§ STATED PROBLEM
Locate each line in the rows below that contains the word "table" and copy those lines. Matching is case-sensitive.

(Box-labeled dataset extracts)

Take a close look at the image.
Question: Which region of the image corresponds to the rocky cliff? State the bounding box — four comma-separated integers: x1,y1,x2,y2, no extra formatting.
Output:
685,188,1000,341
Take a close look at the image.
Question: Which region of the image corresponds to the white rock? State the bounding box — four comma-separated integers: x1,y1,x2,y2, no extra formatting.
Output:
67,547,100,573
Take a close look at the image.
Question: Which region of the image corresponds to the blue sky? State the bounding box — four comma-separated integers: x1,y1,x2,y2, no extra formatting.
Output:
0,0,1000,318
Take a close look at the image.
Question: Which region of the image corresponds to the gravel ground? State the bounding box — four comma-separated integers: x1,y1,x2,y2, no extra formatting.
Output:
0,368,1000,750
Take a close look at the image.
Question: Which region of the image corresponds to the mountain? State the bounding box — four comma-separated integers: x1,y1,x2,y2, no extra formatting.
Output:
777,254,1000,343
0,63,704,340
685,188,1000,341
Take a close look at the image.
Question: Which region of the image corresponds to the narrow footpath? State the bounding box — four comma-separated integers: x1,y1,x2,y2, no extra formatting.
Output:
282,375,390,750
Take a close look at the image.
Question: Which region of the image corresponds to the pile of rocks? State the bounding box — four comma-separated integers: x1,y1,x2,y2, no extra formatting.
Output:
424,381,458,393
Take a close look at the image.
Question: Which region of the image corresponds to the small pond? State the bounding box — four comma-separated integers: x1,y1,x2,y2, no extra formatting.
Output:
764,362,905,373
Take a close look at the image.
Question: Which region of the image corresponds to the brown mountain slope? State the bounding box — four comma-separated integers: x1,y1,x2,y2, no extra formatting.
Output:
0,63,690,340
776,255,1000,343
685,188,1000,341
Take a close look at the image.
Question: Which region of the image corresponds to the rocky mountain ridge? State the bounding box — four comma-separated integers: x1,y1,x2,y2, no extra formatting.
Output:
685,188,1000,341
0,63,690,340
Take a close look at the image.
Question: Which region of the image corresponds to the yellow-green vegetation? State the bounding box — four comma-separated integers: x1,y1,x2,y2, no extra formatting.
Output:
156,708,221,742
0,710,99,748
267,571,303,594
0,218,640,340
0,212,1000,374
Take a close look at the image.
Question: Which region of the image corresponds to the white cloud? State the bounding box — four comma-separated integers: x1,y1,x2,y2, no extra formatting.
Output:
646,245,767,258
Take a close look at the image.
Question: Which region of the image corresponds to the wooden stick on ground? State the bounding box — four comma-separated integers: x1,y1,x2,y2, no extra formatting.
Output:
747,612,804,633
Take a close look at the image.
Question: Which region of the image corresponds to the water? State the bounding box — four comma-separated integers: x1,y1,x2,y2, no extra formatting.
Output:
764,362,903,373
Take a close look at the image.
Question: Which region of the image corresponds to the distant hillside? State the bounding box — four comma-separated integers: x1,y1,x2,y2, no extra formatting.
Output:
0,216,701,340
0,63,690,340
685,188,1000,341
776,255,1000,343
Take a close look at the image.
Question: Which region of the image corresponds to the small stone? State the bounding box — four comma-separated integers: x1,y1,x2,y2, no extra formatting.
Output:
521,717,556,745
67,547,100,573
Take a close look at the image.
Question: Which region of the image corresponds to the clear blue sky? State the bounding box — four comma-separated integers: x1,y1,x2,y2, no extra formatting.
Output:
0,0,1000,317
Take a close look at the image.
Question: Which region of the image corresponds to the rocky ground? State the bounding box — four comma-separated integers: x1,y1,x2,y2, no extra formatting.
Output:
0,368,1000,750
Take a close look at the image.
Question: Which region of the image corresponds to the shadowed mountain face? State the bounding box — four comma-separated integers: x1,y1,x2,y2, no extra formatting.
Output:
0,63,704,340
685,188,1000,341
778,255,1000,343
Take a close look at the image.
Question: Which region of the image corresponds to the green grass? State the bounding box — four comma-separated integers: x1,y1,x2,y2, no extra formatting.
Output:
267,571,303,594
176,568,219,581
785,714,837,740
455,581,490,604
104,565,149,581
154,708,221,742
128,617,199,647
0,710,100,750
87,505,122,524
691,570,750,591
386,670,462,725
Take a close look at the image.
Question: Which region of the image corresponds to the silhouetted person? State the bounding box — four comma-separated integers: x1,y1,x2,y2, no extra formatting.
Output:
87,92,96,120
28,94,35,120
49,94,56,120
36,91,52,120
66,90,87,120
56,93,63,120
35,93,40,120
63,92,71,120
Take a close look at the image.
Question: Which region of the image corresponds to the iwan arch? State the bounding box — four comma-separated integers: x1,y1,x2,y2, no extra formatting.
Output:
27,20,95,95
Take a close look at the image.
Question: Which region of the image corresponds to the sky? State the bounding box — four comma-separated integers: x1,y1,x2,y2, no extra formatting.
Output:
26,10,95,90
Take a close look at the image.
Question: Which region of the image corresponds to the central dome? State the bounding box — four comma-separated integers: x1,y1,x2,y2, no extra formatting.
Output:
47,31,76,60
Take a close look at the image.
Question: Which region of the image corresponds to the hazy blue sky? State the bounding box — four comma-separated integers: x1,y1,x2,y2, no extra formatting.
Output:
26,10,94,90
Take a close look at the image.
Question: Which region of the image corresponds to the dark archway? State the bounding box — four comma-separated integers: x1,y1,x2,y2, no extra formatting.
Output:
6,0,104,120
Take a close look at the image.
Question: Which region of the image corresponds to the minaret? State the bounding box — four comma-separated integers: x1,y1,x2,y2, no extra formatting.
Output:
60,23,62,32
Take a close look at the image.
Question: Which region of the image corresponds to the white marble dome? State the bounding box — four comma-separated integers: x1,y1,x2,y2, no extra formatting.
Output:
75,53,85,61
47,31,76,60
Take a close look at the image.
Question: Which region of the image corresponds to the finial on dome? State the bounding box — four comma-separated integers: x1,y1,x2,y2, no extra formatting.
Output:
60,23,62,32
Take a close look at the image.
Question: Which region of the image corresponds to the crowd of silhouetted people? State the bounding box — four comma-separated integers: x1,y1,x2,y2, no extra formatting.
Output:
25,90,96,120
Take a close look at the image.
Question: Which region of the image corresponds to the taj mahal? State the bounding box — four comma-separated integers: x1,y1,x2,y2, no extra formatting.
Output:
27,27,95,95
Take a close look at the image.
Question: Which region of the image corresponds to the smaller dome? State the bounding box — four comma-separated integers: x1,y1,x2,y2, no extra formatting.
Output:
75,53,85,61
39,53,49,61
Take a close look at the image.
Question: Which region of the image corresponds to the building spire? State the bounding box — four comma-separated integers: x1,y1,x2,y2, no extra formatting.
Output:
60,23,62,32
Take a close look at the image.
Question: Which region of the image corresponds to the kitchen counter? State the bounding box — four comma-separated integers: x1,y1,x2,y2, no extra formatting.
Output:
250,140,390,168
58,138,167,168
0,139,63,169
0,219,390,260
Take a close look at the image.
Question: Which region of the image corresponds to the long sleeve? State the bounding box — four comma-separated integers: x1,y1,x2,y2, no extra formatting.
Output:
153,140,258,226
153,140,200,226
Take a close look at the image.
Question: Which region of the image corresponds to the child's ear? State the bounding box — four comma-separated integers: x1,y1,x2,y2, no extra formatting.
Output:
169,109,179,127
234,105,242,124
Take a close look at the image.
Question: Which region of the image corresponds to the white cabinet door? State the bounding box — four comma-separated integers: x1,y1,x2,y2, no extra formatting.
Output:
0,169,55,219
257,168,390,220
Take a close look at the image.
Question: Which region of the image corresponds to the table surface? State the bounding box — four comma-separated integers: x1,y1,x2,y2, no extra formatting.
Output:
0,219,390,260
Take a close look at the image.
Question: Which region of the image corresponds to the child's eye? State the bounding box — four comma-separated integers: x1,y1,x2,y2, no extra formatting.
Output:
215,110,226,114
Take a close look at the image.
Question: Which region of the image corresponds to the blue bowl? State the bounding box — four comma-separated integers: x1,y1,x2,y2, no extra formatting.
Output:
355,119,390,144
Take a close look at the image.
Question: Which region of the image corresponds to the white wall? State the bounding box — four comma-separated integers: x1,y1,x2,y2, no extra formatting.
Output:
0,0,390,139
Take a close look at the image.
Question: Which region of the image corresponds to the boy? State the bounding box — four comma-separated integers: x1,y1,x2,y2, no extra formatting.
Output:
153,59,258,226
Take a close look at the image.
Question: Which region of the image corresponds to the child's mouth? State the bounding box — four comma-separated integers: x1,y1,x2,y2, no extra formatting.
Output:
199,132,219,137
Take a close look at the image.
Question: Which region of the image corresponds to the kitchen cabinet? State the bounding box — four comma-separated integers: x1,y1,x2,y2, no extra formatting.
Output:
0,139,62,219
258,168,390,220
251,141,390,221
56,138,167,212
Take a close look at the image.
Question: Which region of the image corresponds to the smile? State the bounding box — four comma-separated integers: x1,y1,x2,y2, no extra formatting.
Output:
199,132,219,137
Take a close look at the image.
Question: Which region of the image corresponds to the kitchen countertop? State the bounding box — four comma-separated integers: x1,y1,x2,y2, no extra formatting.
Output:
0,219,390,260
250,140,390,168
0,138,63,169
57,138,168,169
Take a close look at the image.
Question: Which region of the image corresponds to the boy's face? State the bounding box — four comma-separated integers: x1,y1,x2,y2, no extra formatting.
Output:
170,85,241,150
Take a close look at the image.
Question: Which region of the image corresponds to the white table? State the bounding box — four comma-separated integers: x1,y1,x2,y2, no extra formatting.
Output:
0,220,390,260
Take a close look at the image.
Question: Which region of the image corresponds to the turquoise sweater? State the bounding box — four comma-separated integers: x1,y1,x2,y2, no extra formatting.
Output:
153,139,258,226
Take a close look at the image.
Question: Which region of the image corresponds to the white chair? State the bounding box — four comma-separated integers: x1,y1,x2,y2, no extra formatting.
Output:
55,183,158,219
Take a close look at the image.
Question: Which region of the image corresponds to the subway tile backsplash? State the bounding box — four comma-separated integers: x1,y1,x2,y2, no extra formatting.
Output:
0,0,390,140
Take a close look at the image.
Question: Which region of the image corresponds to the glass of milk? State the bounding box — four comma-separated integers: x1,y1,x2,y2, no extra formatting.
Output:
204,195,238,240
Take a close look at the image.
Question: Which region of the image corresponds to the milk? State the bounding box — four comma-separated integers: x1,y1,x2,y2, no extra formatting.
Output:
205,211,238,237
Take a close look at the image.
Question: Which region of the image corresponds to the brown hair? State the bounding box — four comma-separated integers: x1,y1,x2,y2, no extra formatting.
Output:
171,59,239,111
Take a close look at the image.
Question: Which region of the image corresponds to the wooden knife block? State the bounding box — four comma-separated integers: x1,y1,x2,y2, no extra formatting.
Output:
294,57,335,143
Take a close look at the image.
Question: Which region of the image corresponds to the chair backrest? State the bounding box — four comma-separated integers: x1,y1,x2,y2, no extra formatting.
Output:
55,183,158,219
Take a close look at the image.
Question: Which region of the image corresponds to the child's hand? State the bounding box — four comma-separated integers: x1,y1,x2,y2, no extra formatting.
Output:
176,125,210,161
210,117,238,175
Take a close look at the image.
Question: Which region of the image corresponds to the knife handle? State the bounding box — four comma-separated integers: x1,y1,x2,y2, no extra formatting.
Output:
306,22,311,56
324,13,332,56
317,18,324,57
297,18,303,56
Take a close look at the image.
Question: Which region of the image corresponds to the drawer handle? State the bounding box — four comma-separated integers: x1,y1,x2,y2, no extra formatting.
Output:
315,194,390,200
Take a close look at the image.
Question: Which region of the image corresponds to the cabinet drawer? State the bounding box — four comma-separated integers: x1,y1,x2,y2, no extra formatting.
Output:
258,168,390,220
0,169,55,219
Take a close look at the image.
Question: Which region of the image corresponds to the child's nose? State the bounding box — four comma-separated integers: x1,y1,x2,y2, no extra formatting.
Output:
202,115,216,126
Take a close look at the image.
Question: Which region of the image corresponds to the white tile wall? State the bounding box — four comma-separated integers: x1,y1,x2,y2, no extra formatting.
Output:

§ ANSWER TO THIS TASK
Question: Which region of the image corresponds to the table surface? State the bounding box — four comma-separated integers: x1,y1,x2,y2, no extra formatting.
Question: Which region of the image corresponds to the white table? State the bounding box — four comma-separated integers: x1,y1,x2,y2, no extra formatting.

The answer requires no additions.